» **GOAL**:
Set down exactly the lines from the one containing "of the girl's" through the last line of the records below, both included, and nothing else.

» **RECORDS SHOWN**:

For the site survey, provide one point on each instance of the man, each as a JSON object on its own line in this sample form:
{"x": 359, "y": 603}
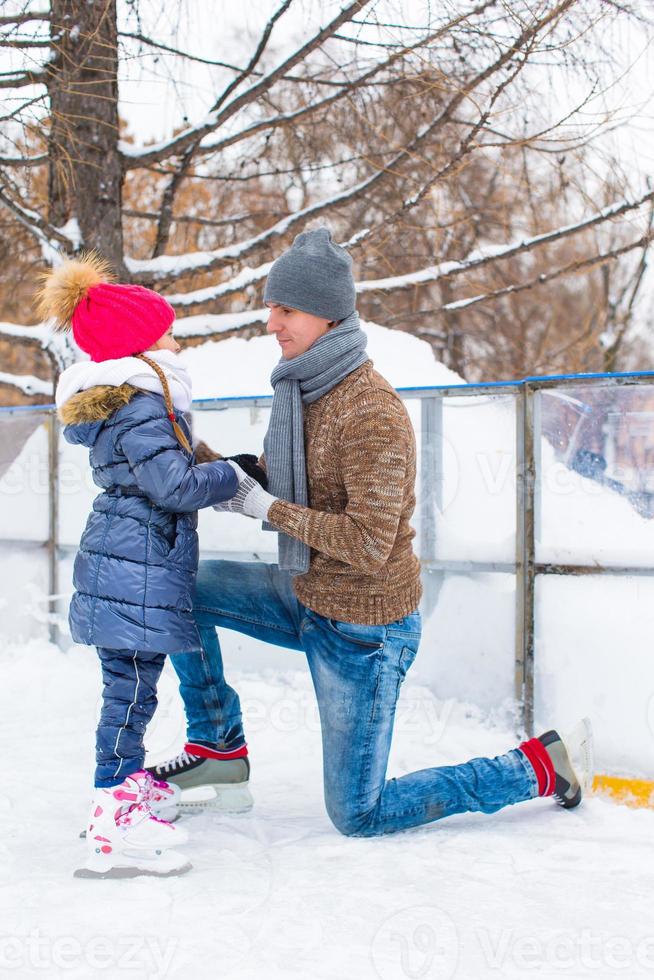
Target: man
{"x": 341, "y": 462}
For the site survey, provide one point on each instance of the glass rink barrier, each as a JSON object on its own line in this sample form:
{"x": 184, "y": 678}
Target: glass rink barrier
{"x": 534, "y": 527}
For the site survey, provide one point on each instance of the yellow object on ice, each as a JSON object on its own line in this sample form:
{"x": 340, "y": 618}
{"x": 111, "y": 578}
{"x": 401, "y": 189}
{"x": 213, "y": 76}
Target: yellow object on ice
{"x": 631, "y": 792}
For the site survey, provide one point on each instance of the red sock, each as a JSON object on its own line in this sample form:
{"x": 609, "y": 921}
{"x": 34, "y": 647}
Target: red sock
{"x": 541, "y": 764}
{"x": 195, "y": 749}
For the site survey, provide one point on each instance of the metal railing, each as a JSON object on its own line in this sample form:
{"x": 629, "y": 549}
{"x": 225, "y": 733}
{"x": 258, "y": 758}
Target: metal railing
{"x": 524, "y": 567}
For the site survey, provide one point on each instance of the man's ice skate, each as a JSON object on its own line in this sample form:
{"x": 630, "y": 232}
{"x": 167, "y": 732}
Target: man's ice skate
{"x": 563, "y": 765}
{"x": 125, "y": 839}
{"x": 206, "y": 780}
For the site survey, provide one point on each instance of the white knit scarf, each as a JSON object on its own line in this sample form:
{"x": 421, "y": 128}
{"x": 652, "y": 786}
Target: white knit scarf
{"x": 128, "y": 370}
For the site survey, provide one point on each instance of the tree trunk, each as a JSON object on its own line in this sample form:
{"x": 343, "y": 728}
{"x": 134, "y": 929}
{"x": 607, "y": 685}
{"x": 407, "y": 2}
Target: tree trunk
{"x": 85, "y": 171}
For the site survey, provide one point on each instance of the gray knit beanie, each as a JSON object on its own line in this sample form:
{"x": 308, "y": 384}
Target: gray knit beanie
{"x": 314, "y": 275}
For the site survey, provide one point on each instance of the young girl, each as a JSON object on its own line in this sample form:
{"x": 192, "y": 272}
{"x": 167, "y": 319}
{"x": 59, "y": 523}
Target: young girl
{"x": 135, "y": 570}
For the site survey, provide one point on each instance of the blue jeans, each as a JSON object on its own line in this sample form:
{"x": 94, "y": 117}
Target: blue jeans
{"x": 129, "y": 700}
{"x": 357, "y": 672}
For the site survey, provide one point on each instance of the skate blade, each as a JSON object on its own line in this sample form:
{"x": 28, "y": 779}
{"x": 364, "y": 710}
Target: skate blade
{"x": 580, "y": 745}
{"x": 224, "y": 797}
{"x": 132, "y": 872}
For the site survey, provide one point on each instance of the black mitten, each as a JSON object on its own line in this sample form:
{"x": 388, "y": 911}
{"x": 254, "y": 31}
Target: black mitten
{"x": 250, "y": 465}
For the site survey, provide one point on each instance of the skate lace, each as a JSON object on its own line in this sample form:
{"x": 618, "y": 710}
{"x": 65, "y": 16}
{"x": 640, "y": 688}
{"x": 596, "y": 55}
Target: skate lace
{"x": 181, "y": 760}
{"x": 125, "y": 817}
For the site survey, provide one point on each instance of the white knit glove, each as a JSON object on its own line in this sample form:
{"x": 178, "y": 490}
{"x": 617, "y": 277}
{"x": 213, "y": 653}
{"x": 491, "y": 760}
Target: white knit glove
{"x": 250, "y": 498}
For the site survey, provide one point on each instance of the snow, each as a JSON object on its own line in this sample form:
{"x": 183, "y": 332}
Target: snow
{"x": 28, "y": 383}
{"x": 276, "y": 892}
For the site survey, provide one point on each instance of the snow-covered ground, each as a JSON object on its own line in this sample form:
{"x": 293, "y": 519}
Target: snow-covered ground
{"x": 277, "y": 893}
{"x": 593, "y": 646}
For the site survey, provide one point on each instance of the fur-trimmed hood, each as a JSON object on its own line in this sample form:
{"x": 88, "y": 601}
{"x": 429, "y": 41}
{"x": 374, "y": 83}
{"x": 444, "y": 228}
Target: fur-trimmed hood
{"x": 96, "y": 404}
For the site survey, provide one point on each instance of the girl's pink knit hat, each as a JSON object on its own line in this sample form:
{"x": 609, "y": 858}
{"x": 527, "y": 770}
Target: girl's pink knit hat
{"x": 108, "y": 319}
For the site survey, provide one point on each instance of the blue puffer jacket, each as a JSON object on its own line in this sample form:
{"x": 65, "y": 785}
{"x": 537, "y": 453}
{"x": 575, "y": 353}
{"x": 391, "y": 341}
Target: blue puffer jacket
{"x": 135, "y": 571}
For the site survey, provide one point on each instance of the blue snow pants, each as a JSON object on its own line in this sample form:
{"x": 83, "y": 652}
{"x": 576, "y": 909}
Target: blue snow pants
{"x": 129, "y": 700}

» **OUTPUT**:
For the site survey, provide one point on each instance of the girl's pink knit hat, each as a JSON object on its own line in this sample form:
{"x": 609, "y": 858}
{"x": 527, "y": 770}
Target: girl's pink knit hat
{"x": 108, "y": 319}
For the site survey, provide one point on each instance of the blue puffer jacket, each as a JSON object on its own line in this sample form:
{"x": 65, "y": 785}
{"x": 537, "y": 453}
{"x": 575, "y": 353}
{"x": 391, "y": 341}
Target: blue puffer jacket
{"x": 135, "y": 571}
For the site survey, provide one point on each instance of the blue snow pants, each as a JSON object on its own line in this sample form:
{"x": 83, "y": 652}
{"x": 576, "y": 909}
Target: blue snow pants
{"x": 129, "y": 700}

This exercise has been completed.